Problem requirements
All entries below are to be set down again, identical to the source.

Stored data
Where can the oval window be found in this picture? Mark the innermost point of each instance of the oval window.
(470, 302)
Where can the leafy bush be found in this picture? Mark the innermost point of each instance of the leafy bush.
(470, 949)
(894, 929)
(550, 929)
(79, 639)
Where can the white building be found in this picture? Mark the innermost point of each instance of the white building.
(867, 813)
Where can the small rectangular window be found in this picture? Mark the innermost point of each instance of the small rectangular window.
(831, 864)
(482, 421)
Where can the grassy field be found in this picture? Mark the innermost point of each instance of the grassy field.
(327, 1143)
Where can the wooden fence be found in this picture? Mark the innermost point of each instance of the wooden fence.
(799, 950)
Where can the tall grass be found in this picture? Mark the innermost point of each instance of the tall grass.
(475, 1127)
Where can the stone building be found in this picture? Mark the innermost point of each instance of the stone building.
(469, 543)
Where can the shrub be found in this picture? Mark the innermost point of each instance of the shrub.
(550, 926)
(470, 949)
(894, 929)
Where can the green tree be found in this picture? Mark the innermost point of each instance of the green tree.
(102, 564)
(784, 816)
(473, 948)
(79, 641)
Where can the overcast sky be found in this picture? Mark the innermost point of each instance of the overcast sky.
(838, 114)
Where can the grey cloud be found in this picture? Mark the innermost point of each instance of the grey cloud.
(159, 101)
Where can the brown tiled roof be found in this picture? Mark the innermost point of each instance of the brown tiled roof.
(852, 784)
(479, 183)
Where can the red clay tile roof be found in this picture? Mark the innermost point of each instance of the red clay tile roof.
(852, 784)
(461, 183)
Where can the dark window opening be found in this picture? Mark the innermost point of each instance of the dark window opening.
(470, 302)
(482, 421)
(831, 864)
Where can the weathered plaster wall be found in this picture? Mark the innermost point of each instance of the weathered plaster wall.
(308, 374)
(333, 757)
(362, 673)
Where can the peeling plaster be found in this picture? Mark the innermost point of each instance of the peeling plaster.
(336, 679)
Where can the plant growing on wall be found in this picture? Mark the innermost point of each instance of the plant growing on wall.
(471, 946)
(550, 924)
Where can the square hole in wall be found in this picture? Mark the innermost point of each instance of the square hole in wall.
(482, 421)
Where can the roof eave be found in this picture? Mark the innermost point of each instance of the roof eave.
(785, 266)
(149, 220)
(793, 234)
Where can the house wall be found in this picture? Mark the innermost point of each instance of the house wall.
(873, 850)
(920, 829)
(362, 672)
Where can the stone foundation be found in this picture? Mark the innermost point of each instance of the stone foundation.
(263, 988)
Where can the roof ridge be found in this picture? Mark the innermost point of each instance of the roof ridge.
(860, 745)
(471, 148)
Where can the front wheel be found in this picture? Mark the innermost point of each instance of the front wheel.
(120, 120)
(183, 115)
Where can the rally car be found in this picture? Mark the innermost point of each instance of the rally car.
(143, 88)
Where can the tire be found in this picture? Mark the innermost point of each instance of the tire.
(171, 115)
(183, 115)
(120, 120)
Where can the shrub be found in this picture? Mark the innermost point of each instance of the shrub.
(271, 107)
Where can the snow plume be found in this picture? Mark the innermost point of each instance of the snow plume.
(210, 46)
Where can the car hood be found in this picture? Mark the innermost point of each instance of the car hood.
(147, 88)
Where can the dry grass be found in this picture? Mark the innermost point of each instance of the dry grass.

Worked solution
Where can the oval window be found in this picture? Mark the innermost point of each instance of the oval window.
(470, 302)
Where can the leafy bush be found in this picture? Mark the innermost point of each instance of the leafy bush.
(470, 949)
(894, 929)
(550, 929)
(79, 639)
Where can the white building be found in this picture? Mark the innermost point of each instance of the white building.
(867, 813)
Where can the small rectangular window be found in this picture? Mark the innermost point of each instance of the small rectangular window.
(831, 864)
(482, 421)
Where can the grassy field be found in this picture? Mark the innermost point of each instance of the grassy field.
(327, 1143)
Where can the wooden fence be found in this picture? Mark the innermost point of each instance of the wooden fence.
(799, 950)
Where can the tall grass be found in this picture? Mark the innermost point of each instance of the tall grass.
(475, 1127)
Where can the stone building be found in this picture? Mark the innermost point of each instance of the stone building.
(469, 543)
Where can the shrub be found in this picture? Mark the innermost point of each instance of the shrub.
(550, 926)
(470, 949)
(894, 929)
Where can the green tree be found in this picture? Mark the innermost point of each instance of the green tree.
(102, 564)
(784, 816)
(473, 948)
(79, 641)
Where can the overcast sky be found in this picture? Mark the innermost point of each instance of the overcast sky.
(838, 114)
Where can the grey cloud be found in this picture? Mark the innermost point of each instance of the grey cloud.
(159, 101)
Where can the brown tiled roof be found in this picture? Mark the innermost point of each instance of the brown tiled roof.
(852, 784)
(479, 183)
Where can the red clay tile roof be found in this picture? Mark the innermost point of each instance of the red clay tile roof.
(852, 784)
(461, 183)
Where can the dark window opening be found in this picture? Mark the innermost point of each instance of the dark window opening.
(470, 302)
(482, 421)
(831, 864)
Where can the weathered plaster wall be found in this picture? Mark the innermost point of each instance of the weathered plaster wall.
(308, 374)
(333, 757)
(362, 673)
Where can the peeling plaster be found in this picture? Mark the innermost point of each instance of the peeling plaster.
(336, 679)
Where can the plant growing on wall be found in this picture? Mark the innermost point of each instance of the plant growing on wall.
(471, 946)
(550, 924)
Where can the square hole in wall be found in this picture? Mark the innermost point of each instance of the square hole in wall.
(482, 421)
Where can the roof eave be found in this picture? Mark the innermost point of each instance of the roof eave.
(785, 266)
(149, 220)
(793, 234)
Where can the house wall be found in this picture? Mark the innermost point of each instance of the house wall.
(873, 850)
(920, 829)
(362, 672)
Where can the stone foundation be found in this picture? Mark the innermost point of each instance of the stone foundation.
(263, 988)
Where can the roof ridge be found in this picture? Mark the innermost point of each instance of the roof ridge.
(860, 745)
(471, 148)
Where can the front wheel be found in this picture? Mark the innermost point of each instance of the front wheel.
(120, 120)
(183, 115)
Where can the rally car be found in this picture? Mark the innermost point of each instance of the rally car.
(143, 88)
Where can the tire be found in this picture? Mark the innermost point of each instance of the tire.
(171, 115)
(183, 115)
(120, 120)
Where can the shrub be found in this picture? Mark the innermost point of each instance of the shrub.
(271, 107)
Where can the snow plume be found in this picture? Mark the innermost point of each instance of the snow plume.
(210, 46)
Where can the car hood be found in this picture? Mark the innermost point of each instance of the car hood.
(147, 88)
Where can the dry grass be found in this picture? Mark the innermost point of each instance of the dry grass.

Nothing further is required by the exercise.